DATA PROVIDED —

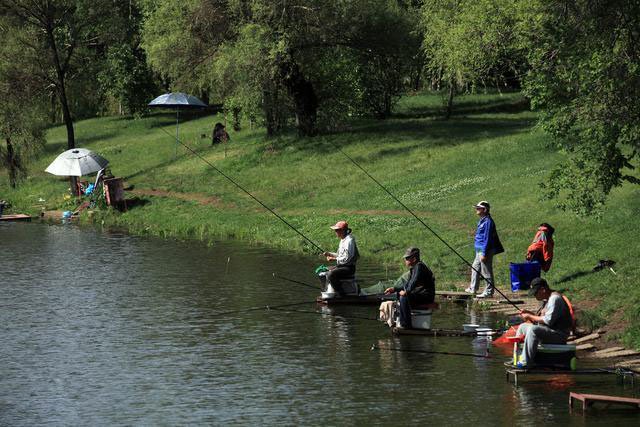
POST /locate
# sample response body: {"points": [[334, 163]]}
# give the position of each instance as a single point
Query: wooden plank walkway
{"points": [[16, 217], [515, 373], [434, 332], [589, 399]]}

==

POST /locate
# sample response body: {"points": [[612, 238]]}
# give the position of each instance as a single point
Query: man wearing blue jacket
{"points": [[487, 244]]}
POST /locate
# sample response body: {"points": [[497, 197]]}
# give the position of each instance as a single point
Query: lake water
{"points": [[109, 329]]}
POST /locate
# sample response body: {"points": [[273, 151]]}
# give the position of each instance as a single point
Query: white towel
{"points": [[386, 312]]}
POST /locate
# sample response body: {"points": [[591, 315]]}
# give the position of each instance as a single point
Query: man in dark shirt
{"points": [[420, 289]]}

==

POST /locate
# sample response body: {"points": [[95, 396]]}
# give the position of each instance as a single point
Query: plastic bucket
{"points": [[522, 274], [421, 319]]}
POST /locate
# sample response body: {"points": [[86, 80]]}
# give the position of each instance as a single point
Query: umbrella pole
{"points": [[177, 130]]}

TASK PROMPT — All lines of the data that hold "response" need to be copied.

FINISHED EXERCISE —
# sample response body: {"points": [[334, 163]]}
# sample response body: {"points": [[612, 238]]}
# sample response body: {"points": [[497, 197]]}
# sample response body: {"points": [[273, 151]]}
# sample response body: {"points": [[591, 315]]}
# sample response body: {"points": [[95, 396]]}
# sample response body: {"points": [[86, 80]]}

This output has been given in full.